> _WHAT IS NEEDED_
Stop after the line with "Please complete this annotation. The target class is wooden"; until then, please copy every line of the records word for word from the first.
□ □ □ □
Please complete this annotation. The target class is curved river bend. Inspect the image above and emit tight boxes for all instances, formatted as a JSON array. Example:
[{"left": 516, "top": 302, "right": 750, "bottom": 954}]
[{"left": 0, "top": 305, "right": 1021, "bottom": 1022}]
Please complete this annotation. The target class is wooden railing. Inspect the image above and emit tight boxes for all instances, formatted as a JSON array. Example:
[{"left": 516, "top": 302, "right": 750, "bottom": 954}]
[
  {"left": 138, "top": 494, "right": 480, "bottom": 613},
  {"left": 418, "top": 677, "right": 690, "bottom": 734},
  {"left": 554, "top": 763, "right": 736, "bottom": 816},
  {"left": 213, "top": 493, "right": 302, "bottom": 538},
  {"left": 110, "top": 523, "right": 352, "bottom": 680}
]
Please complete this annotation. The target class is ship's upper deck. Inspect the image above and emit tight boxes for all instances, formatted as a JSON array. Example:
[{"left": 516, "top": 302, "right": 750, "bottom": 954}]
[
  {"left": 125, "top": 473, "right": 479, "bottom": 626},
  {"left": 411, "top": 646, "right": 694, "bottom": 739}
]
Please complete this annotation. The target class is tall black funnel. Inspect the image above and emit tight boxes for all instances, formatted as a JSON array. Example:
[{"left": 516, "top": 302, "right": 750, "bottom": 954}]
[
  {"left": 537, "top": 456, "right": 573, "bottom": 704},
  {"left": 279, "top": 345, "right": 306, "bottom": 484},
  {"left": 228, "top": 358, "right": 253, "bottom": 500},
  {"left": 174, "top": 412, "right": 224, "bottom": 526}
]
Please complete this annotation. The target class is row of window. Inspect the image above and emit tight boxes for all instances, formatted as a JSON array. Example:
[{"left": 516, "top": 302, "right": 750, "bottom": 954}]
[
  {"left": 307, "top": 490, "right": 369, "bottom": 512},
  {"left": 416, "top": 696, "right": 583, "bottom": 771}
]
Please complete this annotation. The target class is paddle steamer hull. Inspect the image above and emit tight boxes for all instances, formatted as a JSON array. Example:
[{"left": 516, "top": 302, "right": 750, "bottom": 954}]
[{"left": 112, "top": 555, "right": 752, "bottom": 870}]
□ □ □ □
> _SOLUTION FOR THIS PROBLEM_
Please complete this annotation. The target class is curved river bend. Inspect the image above and emit tight boxes for all instances, formatted as a JSON array. Example:
[{"left": 516, "top": 302, "right": 750, "bottom": 954}]
[{"left": 0, "top": 305, "right": 1021, "bottom": 1022}]
Please complete this annotation. The target class is wooden railing. Inspect the image above and emit tight boxes for all instances, formatted as a JSON array. Example:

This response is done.